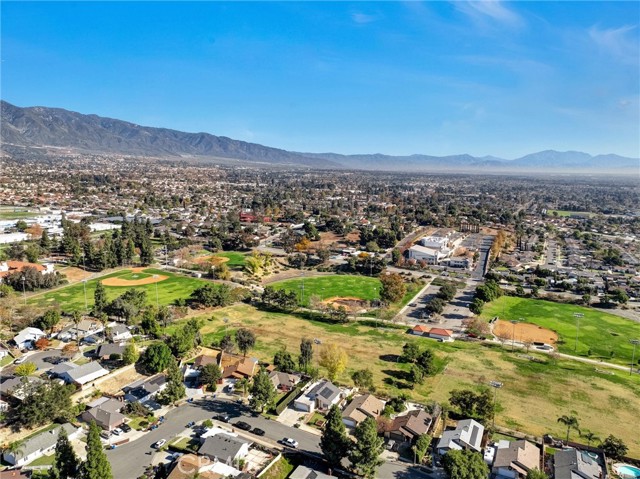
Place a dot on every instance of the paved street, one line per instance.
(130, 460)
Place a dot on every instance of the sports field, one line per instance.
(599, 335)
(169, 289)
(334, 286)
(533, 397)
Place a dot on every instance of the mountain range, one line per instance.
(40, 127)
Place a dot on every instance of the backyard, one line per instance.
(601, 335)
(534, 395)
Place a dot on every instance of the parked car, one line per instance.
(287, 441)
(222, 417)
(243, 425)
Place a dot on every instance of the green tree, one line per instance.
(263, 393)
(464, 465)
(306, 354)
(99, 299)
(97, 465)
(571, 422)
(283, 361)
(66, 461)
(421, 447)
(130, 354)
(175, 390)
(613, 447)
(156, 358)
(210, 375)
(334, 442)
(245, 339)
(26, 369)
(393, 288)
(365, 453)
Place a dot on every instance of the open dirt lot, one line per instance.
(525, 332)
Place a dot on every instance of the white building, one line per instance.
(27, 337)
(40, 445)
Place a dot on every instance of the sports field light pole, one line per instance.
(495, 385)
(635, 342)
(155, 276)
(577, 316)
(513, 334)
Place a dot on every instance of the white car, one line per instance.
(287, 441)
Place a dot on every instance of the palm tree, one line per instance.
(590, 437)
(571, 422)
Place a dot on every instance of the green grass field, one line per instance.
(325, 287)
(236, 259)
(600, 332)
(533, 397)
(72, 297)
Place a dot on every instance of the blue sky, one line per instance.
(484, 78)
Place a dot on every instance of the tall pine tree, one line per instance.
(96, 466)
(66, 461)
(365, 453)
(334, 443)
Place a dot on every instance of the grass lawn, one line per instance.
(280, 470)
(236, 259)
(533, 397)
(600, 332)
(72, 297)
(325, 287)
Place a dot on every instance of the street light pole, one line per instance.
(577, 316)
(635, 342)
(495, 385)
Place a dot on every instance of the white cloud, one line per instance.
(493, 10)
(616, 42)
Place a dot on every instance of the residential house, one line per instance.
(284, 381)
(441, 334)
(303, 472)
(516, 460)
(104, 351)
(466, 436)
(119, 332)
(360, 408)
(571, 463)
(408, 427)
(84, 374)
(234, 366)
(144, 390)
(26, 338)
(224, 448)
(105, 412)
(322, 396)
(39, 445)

* WRITTEN INSTRUCTION:
Repeat the records above exactly, leaving out the pictures.

* WRITTEN SOLUTION:
Place a dot on every instance of the paved street, one line per instance.
(130, 460)
Place a dot on every instance of the sports field, one line per instance.
(599, 335)
(169, 289)
(334, 286)
(533, 397)
Place a dot on every instance of the mountain range, one line per instance.
(40, 127)
Place a dot on every instance of the backyard, one line per instance.
(601, 335)
(534, 395)
Place a dot on every instance of the parked car, one line per instance.
(287, 441)
(222, 417)
(243, 425)
Place a dot on every instance of the green tree, one line per instance.
(263, 393)
(464, 465)
(306, 354)
(99, 299)
(97, 465)
(571, 422)
(283, 361)
(66, 461)
(421, 447)
(130, 354)
(175, 390)
(613, 447)
(156, 358)
(210, 375)
(334, 442)
(245, 339)
(26, 369)
(393, 288)
(365, 453)
Place a dot on every instance of the open dirt lot, one line per instance.
(525, 332)
Place a dot on every instance of the white building, one line per instance.
(27, 337)
(40, 445)
Place a dot on every instance of the sports field light pole, one line per instance.
(495, 385)
(635, 342)
(155, 276)
(577, 316)
(513, 334)
Place a dot on every instance of the white car, one line per instance.
(287, 441)
Place a dot on every instance of the palm tree, one line per instance.
(590, 437)
(571, 422)
Place a dot on every instance of the green grass field, one line per instance.
(325, 287)
(236, 259)
(600, 332)
(533, 397)
(72, 297)
Place a dot on every instance of the blue sky, one line per instance.
(484, 78)
Place a dot on every instance of the tall pine tree, one line per instance.
(96, 466)
(66, 461)
(365, 453)
(334, 443)
Place a dot on every instance of the grass lawn, one line per instance.
(280, 470)
(236, 259)
(533, 397)
(600, 332)
(72, 297)
(325, 287)
Place a dot on every instance of the street light pole, one line per instance.
(577, 316)
(635, 342)
(495, 385)
Place a dot on every instance of the white cloud, one line per instance.
(493, 10)
(616, 42)
Place a dot on every instance of the residential house, one line per instance.
(284, 381)
(441, 334)
(303, 472)
(516, 460)
(104, 351)
(466, 436)
(119, 332)
(360, 408)
(571, 463)
(408, 427)
(84, 374)
(234, 366)
(144, 390)
(26, 338)
(224, 448)
(105, 412)
(322, 396)
(39, 445)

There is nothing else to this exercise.